### EXERCISE PROMPT
Extract the following lines and reproduce each one verbatim.

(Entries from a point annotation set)

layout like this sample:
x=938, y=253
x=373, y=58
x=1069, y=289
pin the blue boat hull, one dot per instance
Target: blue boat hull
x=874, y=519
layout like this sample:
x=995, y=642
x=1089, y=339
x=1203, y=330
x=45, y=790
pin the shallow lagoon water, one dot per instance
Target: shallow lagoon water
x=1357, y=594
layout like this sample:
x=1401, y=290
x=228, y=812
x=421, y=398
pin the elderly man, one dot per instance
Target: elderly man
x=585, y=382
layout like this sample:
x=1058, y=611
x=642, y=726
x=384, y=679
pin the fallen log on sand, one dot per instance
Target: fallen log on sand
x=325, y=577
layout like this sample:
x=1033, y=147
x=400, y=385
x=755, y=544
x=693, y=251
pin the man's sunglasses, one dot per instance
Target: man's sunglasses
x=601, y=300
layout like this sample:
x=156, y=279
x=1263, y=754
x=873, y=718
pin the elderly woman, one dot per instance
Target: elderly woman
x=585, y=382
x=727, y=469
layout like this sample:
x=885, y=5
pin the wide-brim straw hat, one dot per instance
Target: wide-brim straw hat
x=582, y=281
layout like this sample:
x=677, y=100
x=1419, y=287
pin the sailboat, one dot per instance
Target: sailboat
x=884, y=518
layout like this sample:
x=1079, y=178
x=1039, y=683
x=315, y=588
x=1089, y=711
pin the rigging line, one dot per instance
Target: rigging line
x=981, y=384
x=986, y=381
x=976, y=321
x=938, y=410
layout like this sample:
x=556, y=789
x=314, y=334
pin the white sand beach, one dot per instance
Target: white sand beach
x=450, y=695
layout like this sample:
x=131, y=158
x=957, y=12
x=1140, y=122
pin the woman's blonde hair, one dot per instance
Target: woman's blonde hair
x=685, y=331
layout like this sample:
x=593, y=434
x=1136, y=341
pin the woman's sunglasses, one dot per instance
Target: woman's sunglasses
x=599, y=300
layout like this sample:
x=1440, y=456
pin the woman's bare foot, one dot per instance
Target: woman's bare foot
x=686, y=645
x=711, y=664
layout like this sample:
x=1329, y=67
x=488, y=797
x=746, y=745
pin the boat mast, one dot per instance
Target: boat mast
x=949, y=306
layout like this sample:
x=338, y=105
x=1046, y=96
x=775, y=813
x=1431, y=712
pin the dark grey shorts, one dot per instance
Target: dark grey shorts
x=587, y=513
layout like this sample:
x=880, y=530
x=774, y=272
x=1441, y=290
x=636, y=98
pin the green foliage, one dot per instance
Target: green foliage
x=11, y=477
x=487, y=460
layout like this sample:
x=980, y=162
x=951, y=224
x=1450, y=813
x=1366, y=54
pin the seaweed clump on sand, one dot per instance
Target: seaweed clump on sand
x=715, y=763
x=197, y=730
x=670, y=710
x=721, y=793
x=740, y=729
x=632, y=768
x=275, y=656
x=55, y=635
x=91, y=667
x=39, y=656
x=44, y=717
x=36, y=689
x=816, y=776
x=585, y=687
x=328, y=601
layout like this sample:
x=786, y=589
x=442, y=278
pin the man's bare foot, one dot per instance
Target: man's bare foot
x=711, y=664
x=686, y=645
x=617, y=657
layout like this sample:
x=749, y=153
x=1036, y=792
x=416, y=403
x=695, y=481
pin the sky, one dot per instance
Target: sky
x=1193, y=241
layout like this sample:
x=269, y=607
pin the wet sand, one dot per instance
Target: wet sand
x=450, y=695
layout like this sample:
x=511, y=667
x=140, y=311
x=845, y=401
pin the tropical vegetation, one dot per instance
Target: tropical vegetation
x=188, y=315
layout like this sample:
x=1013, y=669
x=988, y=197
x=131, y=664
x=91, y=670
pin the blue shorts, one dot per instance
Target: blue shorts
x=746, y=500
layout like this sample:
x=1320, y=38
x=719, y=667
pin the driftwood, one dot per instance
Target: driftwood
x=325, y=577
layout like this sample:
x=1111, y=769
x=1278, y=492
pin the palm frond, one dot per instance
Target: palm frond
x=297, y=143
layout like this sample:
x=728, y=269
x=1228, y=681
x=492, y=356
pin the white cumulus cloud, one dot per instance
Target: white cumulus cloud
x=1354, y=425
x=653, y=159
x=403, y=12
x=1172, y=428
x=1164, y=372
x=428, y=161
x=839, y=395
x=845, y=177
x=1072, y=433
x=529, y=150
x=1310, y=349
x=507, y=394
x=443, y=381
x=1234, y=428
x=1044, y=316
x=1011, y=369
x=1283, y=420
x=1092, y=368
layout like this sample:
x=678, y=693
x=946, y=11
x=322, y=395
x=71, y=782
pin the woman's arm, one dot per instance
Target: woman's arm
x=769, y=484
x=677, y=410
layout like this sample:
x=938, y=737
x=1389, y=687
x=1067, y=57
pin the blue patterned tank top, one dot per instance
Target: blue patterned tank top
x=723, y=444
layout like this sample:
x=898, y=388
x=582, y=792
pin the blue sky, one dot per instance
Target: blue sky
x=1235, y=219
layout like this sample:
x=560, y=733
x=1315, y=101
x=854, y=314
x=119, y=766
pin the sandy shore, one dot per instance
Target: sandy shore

### FINAL RESULT
layout like this sample:
x=938, y=253
x=373, y=58
x=1069, y=289
pin the blue boat hull, one dot per instance
Target: blue boat hull
x=874, y=519
layout like this sample:
x=995, y=642
x=1089, y=339
x=1203, y=330
x=45, y=790
pin the shallow lagoon water, one dot per instance
Target: shallow lagoon water
x=1357, y=594
layout like this sample:
x=1401, y=290
x=228, y=812
x=421, y=398
pin the elderly man, one dot per instance
Target: elderly man
x=585, y=382
layout like this sample:
x=1058, y=611
x=642, y=726
x=384, y=679
pin the fallen log on sand, one dot per instance
Target: fallen log on sand
x=325, y=577
layout like this sample:
x=1033, y=147
x=400, y=385
x=755, y=544
x=693, y=251
pin the man's sunglasses, one dot per instance
Target: man's sunglasses
x=601, y=300
layout like this sample:
x=156, y=279
x=1263, y=754
x=873, y=718
pin the elderly woman, one dot per instance
Target: elderly woman
x=585, y=382
x=727, y=469
layout like this sample:
x=885, y=5
pin the wide-brim straw hat, one dot per instance
Target: wide-brim straw hat
x=582, y=281
layout like this sample:
x=677, y=100
x=1419, y=287
pin the sailboat, one dot per instance
Target: sailboat
x=884, y=518
layout like this sample:
x=1079, y=178
x=1039, y=683
x=315, y=588
x=1089, y=711
pin the rigging line, one dot per instance
Target: rigging line
x=981, y=384
x=986, y=381
x=976, y=321
x=938, y=410
layout like this sample:
x=556, y=789
x=314, y=334
pin the white sand beach, one dot per instance
Target: white sand beach
x=450, y=695
layout like this sample:
x=131, y=158
x=957, y=12
x=1140, y=122
pin the woman's blonde hair, one dot per instance
Target: woman's blonde hair
x=685, y=331
layout like this sample:
x=593, y=434
x=1136, y=341
pin the woman's sunglasses, one dot per instance
Target: woman's sunglasses
x=599, y=300
layout like this sample:
x=1440, y=456
pin the woman's bare foot, one dot per instance
Target: woman's bare foot
x=686, y=645
x=711, y=664
layout like this sample:
x=1329, y=67
x=488, y=797
x=746, y=745
pin the boat mast, one dot per instance
Target: boat mast
x=949, y=306
layout like this sample:
x=338, y=105
x=1046, y=96
x=775, y=813
x=1431, y=712
pin the dark grey shorts, one dot per instance
Target: dark grey shorts
x=587, y=513
layout like this sample:
x=880, y=530
x=774, y=272
x=1441, y=290
x=636, y=98
pin the green foliage, one dot per instance
Target: green foliage
x=11, y=477
x=487, y=460
layout like this sample:
x=980, y=162
x=951, y=224
x=1450, y=813
x=1366, y=54
pin the seaweed clump on sand, one dot per instance
Target: seaweed clump on sand
x=715, y=763
x=197, y=730
x=670, y=710
x=721, y=793
x=740, y=729
x=632, y=768
x=275, y=656
x=55, y=635
x=91, y=667
x=39, y=656
x=44, y=717
x=36, y=689
x=816, y=776
x=585, y=687
x=328, y=601
layout like this sample:
x=786, y=589
x=442, y=278
pin the man's bare foot, one dot per instance
Target: man's bare foot
x=711, y=664
x=686, y=645
x=617, y=657
layout like this sample:
x=749, y=153
x=1036, y=792
x=416, y=403
x=695, y=481
pin the sky, one dot per instance
Target: sky
x=1193, y=241
layout like this sample:
x=269, y=607
pin the wet sand, one dot per instance
Target: wet sand
x=450, y=695
layout like this sample:
x=511, y=667
x=140, y=311
x=845, y=401
pin the tropical vegetation, one dot per instance
Target: tropical vegetation
x=188, y=315
layout like this sample:
x=1013, y=669
x=988, y=197
x=131, y=664
x=91, y=670
pin the blue shorts, one dot per instance
Target: blue shorts
x=746, y=500
layout like this sample:
x=1320, y=38
x=719, y=667
pin the driftwood, one dot per instance
Target: driftwood
x=325, y=577
layout like this sample:
x=1111, y=769
x=1278, y=492
pin the palm frond, one dot per instance
Target: palm frond
x=297, y=143
layout like this sample:
x=728, y=269
x=1228, y=681
x=492, y=356
pin the white cumulus cloud, one dot per instance
Target: white cumulus cloud
x=1354, y=425
x=653, y=159
x=403, y=12
x=1172, y=428
x=1164, y=372
x=428, y=161
x=839, y=395
x=845, y=177
x=1072, y=433
x=529, y=150
x=1310, y=349
x=507, y=394
x=443, y=381
x=1234, y=428
x=1044, y=316
x=1011, y=369
x=1283, y=420
x=1092, y=368
layout like this sample:
x=678, y=693
x=946, y=11
x=322, y=395
x=71, y=782
pin the woman's arm, one dot per instance
Target: woman's arm
x=769, y=484
x=677, y=410
layout like this sample:
x=938, y=737
x=1389, y=687
x=1067, y=57
pin the blue patterned tank top, one dot per instance
Target: blue patterned tank top
x=723, y=444
layout like this sample:
x=898, y=388
x=582, y=792
pin the blue sky, one dot per instance
Target: blue sky
x=1235, y=219
layout like this sample:
x=560, y=733
x=1315, y=101
x=854, y=314
x=119, y=766
pin the sandy shore, one dot per instance
Target: sandy shore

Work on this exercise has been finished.